:: Directions for this task ::
In the data below, find every line with the string "chair" and pull it out.

Stored dataset items
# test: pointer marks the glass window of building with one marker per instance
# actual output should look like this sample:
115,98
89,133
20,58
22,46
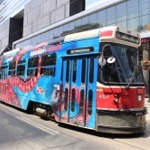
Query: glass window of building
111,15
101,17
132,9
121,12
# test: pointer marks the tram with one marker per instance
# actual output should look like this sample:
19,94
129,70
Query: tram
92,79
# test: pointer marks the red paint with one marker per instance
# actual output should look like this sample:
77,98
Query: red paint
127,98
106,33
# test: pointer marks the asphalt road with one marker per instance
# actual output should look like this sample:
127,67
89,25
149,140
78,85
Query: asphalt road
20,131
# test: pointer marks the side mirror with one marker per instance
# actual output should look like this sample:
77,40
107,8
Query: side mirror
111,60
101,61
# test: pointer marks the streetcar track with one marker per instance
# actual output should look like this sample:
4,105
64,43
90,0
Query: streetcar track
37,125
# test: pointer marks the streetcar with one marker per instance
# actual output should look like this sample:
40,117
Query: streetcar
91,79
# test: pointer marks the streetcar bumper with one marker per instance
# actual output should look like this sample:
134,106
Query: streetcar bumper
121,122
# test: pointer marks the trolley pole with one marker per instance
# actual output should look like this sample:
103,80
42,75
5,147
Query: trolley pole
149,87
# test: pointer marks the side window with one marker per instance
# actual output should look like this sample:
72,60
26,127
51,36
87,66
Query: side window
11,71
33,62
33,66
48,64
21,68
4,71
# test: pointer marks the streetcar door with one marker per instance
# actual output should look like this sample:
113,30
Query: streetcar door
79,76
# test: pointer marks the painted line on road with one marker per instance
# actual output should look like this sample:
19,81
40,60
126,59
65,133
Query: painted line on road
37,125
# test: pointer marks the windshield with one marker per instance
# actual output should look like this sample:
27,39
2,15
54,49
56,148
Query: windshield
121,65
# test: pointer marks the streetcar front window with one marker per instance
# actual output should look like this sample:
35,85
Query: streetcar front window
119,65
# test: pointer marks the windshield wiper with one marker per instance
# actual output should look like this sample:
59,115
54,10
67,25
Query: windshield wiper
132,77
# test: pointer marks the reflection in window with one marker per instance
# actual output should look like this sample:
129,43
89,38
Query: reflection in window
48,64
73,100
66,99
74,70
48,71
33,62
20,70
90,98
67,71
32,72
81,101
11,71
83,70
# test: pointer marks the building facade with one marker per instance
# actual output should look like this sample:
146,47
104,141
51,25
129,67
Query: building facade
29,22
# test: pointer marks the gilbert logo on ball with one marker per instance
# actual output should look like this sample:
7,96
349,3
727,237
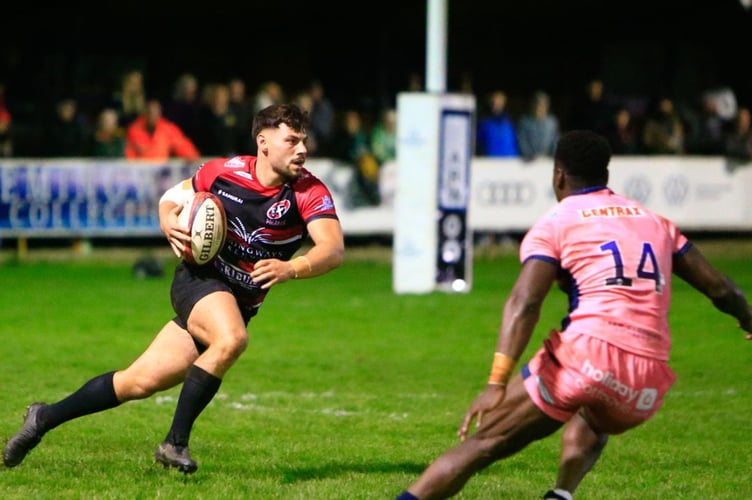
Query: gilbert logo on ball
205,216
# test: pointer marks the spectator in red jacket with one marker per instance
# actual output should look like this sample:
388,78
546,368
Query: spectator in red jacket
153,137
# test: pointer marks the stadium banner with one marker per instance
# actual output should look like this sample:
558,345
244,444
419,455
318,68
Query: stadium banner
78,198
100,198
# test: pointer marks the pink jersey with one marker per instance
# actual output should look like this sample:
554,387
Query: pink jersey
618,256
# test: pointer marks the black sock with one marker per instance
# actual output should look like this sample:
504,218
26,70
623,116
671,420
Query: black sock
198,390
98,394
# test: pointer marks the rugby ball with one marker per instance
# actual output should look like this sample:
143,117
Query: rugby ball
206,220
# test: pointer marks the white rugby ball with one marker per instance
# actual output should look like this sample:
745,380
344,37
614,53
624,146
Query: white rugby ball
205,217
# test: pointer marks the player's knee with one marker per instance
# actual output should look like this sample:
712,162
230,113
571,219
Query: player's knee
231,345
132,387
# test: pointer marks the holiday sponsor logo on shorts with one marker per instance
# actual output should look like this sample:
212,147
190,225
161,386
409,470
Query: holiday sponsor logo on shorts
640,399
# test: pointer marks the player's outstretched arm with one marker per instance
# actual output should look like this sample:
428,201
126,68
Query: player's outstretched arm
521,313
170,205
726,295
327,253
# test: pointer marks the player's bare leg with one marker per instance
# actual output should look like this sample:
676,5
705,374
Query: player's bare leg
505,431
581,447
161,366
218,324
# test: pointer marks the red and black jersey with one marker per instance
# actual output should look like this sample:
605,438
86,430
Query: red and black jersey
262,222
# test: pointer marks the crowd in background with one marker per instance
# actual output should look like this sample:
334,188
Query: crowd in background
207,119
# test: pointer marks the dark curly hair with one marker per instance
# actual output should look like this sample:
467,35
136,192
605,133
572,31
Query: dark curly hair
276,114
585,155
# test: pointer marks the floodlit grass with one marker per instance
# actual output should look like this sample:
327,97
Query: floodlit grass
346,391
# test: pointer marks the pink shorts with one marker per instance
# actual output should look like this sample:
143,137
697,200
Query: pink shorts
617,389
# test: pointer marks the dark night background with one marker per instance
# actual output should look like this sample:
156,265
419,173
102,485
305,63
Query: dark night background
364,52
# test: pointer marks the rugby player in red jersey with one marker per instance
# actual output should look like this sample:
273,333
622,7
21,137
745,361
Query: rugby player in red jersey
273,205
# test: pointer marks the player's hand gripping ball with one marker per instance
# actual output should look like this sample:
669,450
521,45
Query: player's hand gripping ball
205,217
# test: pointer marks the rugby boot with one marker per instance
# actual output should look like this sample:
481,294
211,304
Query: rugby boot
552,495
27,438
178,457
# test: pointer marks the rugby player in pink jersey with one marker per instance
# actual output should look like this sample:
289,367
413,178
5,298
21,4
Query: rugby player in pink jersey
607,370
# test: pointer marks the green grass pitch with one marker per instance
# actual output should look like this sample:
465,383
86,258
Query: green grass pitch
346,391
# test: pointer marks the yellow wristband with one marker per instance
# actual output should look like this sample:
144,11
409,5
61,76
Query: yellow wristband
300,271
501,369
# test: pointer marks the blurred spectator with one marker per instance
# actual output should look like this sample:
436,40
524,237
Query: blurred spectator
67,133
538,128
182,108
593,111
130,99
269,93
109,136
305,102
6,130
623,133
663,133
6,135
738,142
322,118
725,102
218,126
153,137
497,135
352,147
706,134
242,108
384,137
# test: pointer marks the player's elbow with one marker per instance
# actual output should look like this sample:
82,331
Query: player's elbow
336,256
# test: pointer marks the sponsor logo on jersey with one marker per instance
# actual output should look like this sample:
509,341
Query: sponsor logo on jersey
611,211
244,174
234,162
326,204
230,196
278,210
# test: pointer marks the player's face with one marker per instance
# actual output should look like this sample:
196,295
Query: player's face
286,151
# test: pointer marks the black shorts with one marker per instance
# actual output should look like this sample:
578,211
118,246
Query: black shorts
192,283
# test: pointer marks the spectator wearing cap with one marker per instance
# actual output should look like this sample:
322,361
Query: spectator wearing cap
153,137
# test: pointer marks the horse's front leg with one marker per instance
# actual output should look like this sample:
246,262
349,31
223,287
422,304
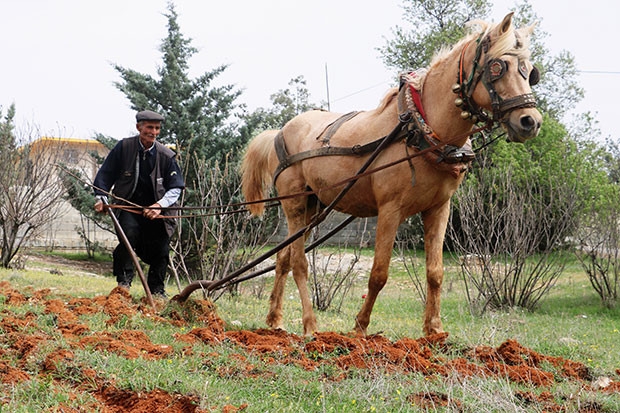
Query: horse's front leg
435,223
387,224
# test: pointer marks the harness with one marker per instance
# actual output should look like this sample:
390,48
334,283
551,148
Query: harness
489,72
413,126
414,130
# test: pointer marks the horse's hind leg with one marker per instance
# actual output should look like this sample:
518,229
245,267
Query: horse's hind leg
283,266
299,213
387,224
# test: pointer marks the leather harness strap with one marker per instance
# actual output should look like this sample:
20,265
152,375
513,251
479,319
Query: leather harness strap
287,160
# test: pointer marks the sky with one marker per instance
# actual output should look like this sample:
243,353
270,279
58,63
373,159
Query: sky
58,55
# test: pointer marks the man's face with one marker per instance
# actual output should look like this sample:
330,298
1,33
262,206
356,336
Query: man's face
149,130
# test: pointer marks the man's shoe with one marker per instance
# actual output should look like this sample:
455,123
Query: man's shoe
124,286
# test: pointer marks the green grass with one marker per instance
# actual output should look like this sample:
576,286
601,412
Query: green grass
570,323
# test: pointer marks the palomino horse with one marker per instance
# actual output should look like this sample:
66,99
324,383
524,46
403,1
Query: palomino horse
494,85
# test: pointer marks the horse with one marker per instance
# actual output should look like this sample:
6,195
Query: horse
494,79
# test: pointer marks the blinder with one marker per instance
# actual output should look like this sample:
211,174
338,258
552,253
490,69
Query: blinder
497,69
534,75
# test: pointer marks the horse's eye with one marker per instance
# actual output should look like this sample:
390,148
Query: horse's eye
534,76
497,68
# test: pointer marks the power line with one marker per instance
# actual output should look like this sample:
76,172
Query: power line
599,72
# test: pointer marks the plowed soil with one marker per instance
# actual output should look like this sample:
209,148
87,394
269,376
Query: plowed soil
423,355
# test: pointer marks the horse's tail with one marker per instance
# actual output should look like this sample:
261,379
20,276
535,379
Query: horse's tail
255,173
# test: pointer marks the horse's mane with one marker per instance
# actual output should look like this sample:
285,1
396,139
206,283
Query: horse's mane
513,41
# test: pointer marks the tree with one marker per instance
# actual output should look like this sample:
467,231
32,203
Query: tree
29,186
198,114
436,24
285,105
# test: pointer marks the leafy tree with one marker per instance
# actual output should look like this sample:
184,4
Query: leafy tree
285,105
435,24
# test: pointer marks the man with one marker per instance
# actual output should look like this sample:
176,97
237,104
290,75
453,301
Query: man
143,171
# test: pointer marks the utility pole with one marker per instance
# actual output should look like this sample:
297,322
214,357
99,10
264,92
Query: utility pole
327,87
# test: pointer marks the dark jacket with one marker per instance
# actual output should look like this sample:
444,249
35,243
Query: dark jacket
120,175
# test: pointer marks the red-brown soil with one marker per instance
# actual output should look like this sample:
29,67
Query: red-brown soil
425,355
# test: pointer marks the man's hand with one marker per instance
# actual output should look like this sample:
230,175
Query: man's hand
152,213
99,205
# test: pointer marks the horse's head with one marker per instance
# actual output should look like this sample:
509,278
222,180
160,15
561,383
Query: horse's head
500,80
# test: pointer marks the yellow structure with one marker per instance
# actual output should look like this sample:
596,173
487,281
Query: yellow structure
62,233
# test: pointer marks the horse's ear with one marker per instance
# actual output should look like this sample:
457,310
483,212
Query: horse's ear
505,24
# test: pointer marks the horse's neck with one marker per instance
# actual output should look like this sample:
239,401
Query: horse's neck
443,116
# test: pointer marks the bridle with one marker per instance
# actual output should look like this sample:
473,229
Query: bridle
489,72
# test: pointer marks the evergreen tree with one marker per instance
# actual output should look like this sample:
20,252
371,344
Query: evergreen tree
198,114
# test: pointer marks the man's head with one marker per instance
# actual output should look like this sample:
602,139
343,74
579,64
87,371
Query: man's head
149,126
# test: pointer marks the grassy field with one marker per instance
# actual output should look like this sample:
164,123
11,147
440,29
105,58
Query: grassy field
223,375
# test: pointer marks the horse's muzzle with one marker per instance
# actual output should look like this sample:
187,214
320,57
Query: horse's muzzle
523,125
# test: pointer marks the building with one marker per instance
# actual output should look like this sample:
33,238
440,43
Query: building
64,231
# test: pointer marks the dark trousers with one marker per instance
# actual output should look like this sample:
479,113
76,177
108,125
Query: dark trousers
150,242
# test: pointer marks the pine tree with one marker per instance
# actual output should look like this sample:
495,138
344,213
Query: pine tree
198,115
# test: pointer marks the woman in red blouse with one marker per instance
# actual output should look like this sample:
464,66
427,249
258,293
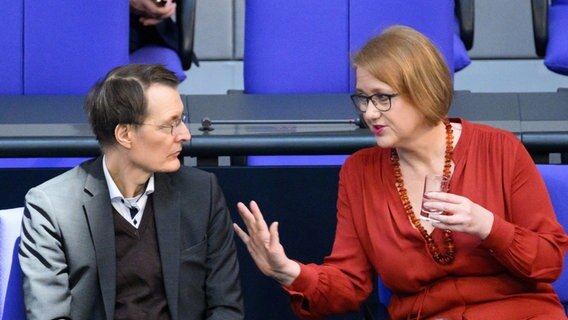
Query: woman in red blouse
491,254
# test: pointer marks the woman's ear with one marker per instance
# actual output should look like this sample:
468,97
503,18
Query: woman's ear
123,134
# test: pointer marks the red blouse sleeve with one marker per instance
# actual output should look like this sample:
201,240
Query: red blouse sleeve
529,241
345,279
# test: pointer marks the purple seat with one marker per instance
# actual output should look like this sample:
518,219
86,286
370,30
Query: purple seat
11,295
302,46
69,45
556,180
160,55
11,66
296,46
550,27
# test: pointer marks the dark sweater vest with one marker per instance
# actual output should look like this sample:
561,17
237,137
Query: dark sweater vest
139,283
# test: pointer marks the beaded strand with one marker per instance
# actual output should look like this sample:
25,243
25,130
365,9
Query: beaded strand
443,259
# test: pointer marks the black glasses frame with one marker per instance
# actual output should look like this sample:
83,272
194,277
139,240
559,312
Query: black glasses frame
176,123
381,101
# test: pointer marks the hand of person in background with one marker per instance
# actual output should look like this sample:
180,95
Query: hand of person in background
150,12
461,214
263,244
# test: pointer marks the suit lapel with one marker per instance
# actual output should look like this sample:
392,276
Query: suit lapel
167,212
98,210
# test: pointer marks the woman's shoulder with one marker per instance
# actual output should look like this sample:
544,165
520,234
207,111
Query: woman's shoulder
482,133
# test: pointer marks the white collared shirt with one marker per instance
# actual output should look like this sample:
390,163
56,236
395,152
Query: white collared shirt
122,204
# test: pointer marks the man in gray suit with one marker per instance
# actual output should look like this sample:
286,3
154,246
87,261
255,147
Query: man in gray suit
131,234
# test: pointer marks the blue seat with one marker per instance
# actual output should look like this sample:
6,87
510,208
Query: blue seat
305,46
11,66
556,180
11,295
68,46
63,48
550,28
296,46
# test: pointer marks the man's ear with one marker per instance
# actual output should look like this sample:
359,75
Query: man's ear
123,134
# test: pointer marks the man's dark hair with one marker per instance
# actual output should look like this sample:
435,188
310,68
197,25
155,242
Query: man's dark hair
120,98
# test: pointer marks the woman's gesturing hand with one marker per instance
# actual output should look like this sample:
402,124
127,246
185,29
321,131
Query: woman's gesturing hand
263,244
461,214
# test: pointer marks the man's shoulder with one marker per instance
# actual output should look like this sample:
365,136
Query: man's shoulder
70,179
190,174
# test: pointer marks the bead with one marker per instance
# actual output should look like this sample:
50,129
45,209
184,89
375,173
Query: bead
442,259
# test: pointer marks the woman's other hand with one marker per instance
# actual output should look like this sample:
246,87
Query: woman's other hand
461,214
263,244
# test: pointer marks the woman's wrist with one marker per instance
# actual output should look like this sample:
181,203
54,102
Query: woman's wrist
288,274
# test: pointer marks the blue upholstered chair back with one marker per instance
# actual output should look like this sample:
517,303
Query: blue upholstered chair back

:: Task result ::
# test: pointer marks the blue upholstered chair back with one marker per instance
Query: blue upholstered chair back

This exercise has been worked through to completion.